*Given task*
Return each line of the listing below, unchanged, and omit the images.
============
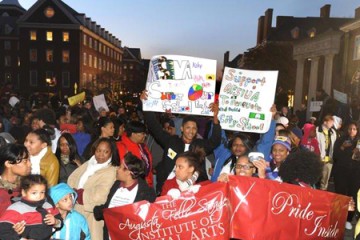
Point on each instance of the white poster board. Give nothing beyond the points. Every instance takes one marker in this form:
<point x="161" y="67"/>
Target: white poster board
<point x="340" y="96"/>
<point x="99" y="101"/>
<point x="182" y="84"/>
<point x="315" y="106"/>
<point x="245" y="99"/>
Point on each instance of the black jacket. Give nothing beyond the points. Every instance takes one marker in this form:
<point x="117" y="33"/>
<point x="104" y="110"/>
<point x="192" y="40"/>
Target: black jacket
<point x="174" y="144"/>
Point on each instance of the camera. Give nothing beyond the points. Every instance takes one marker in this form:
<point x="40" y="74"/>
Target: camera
<point x="254" y="156"/>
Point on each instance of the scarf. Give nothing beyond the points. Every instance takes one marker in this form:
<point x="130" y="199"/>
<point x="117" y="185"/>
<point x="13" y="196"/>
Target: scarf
<point x="35" y="161"/>
<point x="92" y="167"/>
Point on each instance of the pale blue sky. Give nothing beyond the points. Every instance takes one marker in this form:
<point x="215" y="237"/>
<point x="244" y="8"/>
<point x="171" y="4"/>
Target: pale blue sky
<point x="200" y="28"/>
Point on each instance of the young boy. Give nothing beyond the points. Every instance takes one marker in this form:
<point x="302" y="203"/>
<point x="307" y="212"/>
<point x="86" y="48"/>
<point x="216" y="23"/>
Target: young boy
<point x="75" y="225"/>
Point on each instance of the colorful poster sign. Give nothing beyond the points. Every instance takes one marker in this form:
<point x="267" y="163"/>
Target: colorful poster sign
<point x="315" y="106"/>
<point x="244" y="208"/>
<point x="76" y="99"/>
<point x="182" y="84"/>
<point x="245" y="99"/>
<point x="100" y="102"/>
<point x="264" y="209"/>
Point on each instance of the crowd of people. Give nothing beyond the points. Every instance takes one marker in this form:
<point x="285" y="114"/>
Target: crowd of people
<point x="64" y="165"/>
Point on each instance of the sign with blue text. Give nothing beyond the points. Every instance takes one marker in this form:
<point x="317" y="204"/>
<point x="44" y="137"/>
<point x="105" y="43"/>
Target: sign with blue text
<point x="181" y="84"/>
<point x="245" y="99"/>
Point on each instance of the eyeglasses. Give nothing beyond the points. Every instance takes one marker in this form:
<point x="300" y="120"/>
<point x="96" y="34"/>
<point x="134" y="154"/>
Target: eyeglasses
<point x="245" y="167"/>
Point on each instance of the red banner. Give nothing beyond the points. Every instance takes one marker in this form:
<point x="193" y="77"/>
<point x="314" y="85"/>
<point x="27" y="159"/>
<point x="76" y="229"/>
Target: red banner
<point x="245" y="208"/>
<point x="263" y="209"/>
<point x="203" y="215"/>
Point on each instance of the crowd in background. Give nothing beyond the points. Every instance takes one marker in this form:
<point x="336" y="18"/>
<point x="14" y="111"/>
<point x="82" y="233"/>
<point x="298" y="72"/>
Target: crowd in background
<point x="84" y="160"/>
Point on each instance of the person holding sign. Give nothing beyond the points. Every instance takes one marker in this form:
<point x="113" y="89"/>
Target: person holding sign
<point x="174" y="145"/>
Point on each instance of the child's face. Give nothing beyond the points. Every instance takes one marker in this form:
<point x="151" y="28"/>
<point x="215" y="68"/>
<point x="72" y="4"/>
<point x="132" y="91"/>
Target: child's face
<point x="66" y="203"/>
<point x="35" y="193"/>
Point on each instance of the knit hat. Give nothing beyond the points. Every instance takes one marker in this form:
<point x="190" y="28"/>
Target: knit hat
<point x="283" y="120"/>
<point x="13" y="101"/>
<point x="59" y="191"/>
<point x="337" y="121"/>
<point x="297" y="131"/>
<point x="285" y="141"/>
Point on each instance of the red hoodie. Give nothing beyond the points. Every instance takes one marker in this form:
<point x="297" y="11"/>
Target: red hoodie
<point x="126" y="145"/>
<point x="310" y="143"/>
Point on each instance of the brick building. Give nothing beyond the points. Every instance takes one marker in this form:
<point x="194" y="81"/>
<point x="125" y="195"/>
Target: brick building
<point x="60" y="50"/>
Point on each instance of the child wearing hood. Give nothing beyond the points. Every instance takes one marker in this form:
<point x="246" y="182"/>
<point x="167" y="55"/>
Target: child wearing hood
<point x="309" y="138"/>
<point x="75" y="225"/>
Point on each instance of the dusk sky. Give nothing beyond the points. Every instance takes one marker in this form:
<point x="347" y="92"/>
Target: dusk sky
<point x="202" y="28"/>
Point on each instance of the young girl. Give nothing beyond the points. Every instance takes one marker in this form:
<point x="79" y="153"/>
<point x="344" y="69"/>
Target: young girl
<point x="40" y="216"/>
<point x="93" y="181"/>
<point x="128" y="188"/>
<point x="67" y="154"/>
<point x="43" y="161"/>
<point x="187" y="170"/>
<point x="75" y="225"/>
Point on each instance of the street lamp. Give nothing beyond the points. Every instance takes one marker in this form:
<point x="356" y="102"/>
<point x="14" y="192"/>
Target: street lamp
============
*The reply*
Point on each instance of the white poster board. Give nothing beyond the points. Every instance takes one marker in this form:
<point x="161" y="67"/>
Target: white poster board
<point x="340" y="96"/>
<point x="99" y="101"/>
<point x="182" y="84"/>
<point x="315" y="106"/>
<point x="245" y="99"/>
Point on each instance of the black jacket. Give nothing beyond the points. Every instance takes one marker in this form:
<point x="117" y="33"/>
<point x="104" y="110"/>
<point x="192" y="40"/>
Target: black jacket
<point x="174" y="144"/>
Point on each instance of the camera. Give nothing beyond the points. Every instance takes one marker in this form:
<point x="40" y="74"/>
Target: camera
<point x="254" y="156"/>
Point on each instance of the scarf. Give nothing beyond the points. Every instance takes one marker in this form:
<point x="130" y="199"/>
<point x="117" y="185"/>
<point x="13" y="196"/>
Target: scarf
<point x="35" y="161"/>
<point x="92" y="167"/>
Point on each instance of the pale blue sky. Give nothing beyond the points. Every instance takes one marker in this form:
<point x="215" y="237"/>
<point x="244" y="8"/>
<point x="171" y="4"/>
Target: pale blue sky
<point x="200" y="28"/>
Point on each instance of the young boy. Give nothing beyond the points. Every instance takes one marker in this form:
<point x="302" y="203"/>
<point x="307" y="212"/>
<point x="86" y="48"/>
<point x="216" y="23"/>
Target: young boy
<point x="75" y="225"/>
Point on each instance of the colorful poster sign. Give nothing beyond the points. Every instance takes one marker in this form:
<point x="267" y="163"/>
Target: colorful poster sign
<point x="315" y="106"/>
<point x="244" y="208"/>
<point x="76" y="99"/>
<point x="182" y="84"/>
<point x="245" y="99"/>
<point x="100" y="102"/>
<point x="264" y="209"/>
Point on each instance of the crowd of people. Give nothing beyond the points. Every instance takes one marker in this form:
<point x="285" y="114"/>
Target: crowd of people
<point x="64" y="165"/>
Point on each instance of the sign with blue text. Give nothing beyond the points. Every instance takes one marker in this form:
<point x="317" y="204"/>
<point x="44" y="137"/>
<point x="105" y="43"/>
Target: sign with blue text
<point x="181" y="84"/>
<point x="245" y="99"/>
Point on each instance of the eyeglasses. Give nothing beyond the points. Every instance takes one marker in this form:
<point x="300" y="120"/>
<point x="96" y="34"/>
<point x="134" y="154"/>
Target: eyeglasses
<point x="245" y="167"/>
Point on each instance of the red banner. Give nothing beyond the points. Every instance takes one marker in this form:
<point x="193" y="77"/>
<point x="314" y="85"/>
<point x="27" y="159"/>
<point x="76" y="229"/>
Target: red banner
<point x="245" y="208"/>
<point x="263" y="209"/>
<point x="203" y="215"/>
Point on each instance of the crowd in background. Give nothing beyond the points. Every instance takes one marker in this form:
<point x="336" y="18"/>
<point x="14" y="111"/>
<point x="82" y="233"/>
<point x="298" y="72"/>
Target: crowd in background
<point x="84" y="160"/>
Point on each instance of the person holding sign. Give nothing beyond the points. Every instance takes one marker in this form:
<point x="113" y="89"/>
Target: person holding sign
<point x="174" y="145"/>
Point on each instance of the child's face. Give nothing beyond the points. Every instance takes one marker in this form:
<point x="151" y="28"/>
<point x="215" y="68"/>
<point x="72" y="4"/>
<point x="132" y="91"/>
Target: child's face
<point x="66" y="203"/>
<point x="35" y="193"/>
Point on each instance of the knit hat. Give nothing beyond the points. Every instance takes one marker in this form:
<point x="190" y="28"/>
Target: knit hat
<point x="283" y="120"/>
<point x="13" y="101"/>
<point x="59" y="191"/>
<point x="337" y="121"/>
<point x="297" y="131"/>
<point x="285" y="141"/>
Point on each instance of the red hoodie. Give nothing beyond the points. Every instance takes one marker in this form:
<point x="297" y="11"/>
Target: red hoodie
<point x="126" y="145"/>
<point x="310" y="143"/>
Point on each instance of the brick building. Give nothing beyond the points. Every instance takes one marker in this form:
<point x="194" y="81"/>
<point x="125" y="195"/>
Target: brick building
<point x="60" y="50"/>
Point on each instance of the child wearing hood. Give nothing beyond the points. Every instance takes one marker in this form:
<point x="246" y="182"/>
<point x="167" y="55"/>
Target: child wearing hood
<point x="309" y="138"/>
<point x="75" y="225"/>
Point on each instance of the dusk sky. Give nothing beyond the points. Every instance takes one marker in this form:
<point x="347" y="92"/>
Target: dusk sky
<point x="202" y="28"/>
Point on each instance of the young girl. Give nothing beyond the points. Every instance takes one marker in this form:
<point x="79" y="153"/>
<point x="344" y="69"/>
Target: young girl
<point x="40" y="216"/>
<point x="93" y="181"/>
<point x="128" y="188"/>
<point x="67" y="154"/>
<point x="43" y="161"/>
<point x="187" y="170"/>
<point x="75" y="225"/>
Point on each instance of the street lamp. Give nothing beyond the points. Every instance takes one marker in this form:
<point x="356" y="102"/>
<point x="14" y="192"/>
Target: street lamp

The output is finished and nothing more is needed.